**PAGE EXCERPT**
********

Skip to main content

Scaling out

Description

This example architecture is designed to provide scalability. It includes three nodes: two combined ClickHouse plus coordination (ClickHouse Keeper) servers, and a third server with only ClickHouse Keeper to finish the quorum of three. With this example, we'll create a database, table, and a distributed table that will be able to query the data on both of the nodes.

Level: Basic

Terminology

Replica

A copy of data. ClickHouse always has at least one copy of your data, and so the minimum number of replicas is one. This is an important detail, you may not be used to counting the original copy of your data as a replica, but that is the term used in ClickHouse code and documentation. Adding a second replica of your data provides fault tolerance.

********

**EXERCISE MATERIAL**

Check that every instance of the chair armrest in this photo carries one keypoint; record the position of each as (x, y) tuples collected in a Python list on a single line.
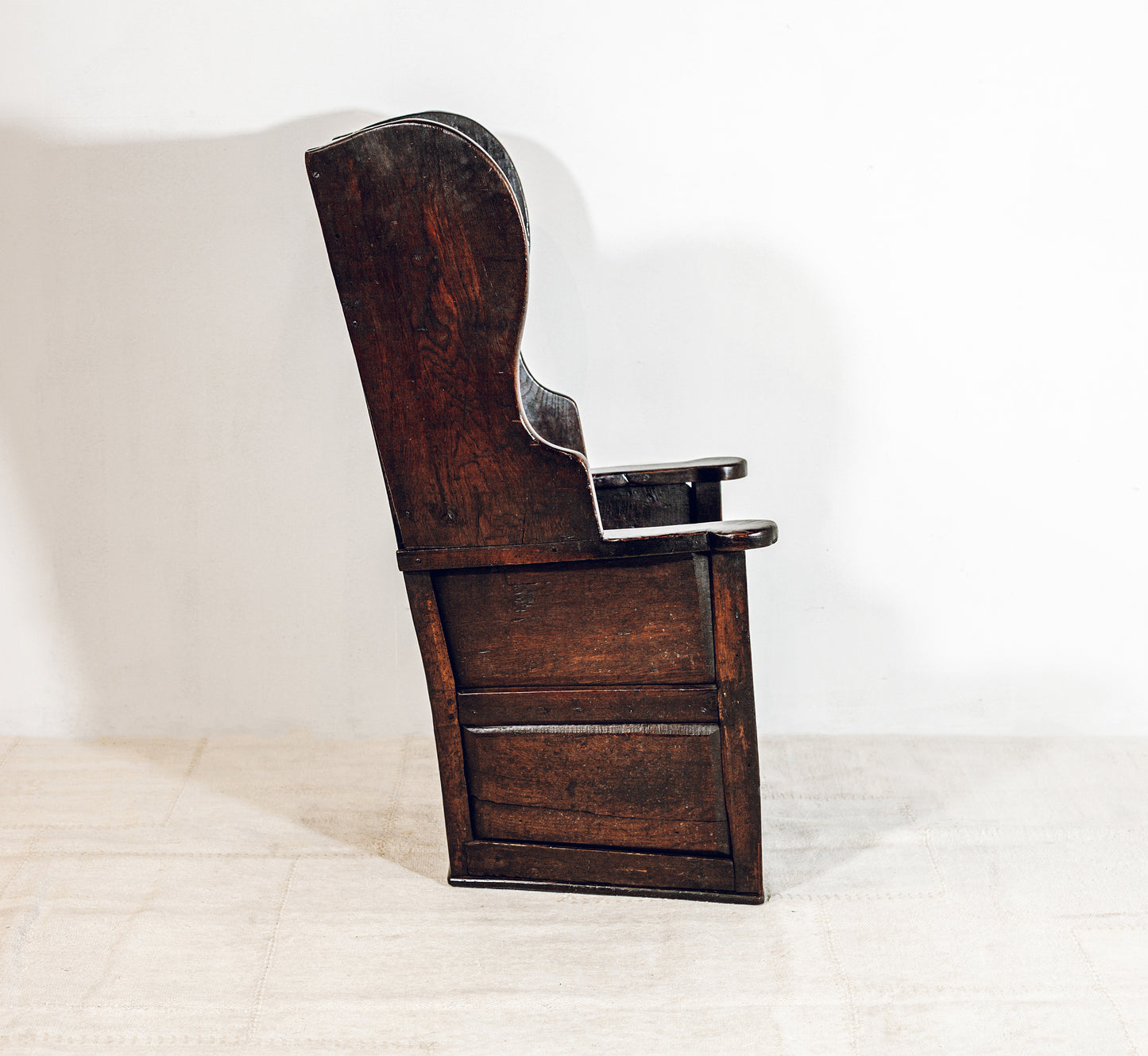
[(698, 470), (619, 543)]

********

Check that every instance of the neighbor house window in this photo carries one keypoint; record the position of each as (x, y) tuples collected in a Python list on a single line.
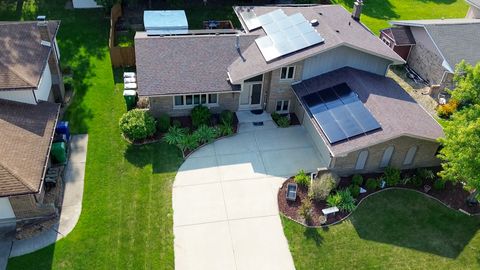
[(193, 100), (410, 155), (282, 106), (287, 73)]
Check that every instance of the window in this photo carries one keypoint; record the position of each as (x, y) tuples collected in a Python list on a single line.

********

**EXERCISE SET**
#1 According to the scaling-out page, what runs on the third server?
#2 Set out the stretch of the records from the line containing "Check that every instance of the chair" through the line containing "[(698, 470), (619, 543)]" as a numbered list, omitting the pictures.

**RESPONSES PER TASK**
#1 Only ClickHouse Keeper, to finish the quorum of three.

#2
1. Check that every instance of the chair armrest in this photo carries one keypoint; record the position of each as (x, y) tuples collected in a Python list on a single line.
2. [(698, 470), (619, 543)]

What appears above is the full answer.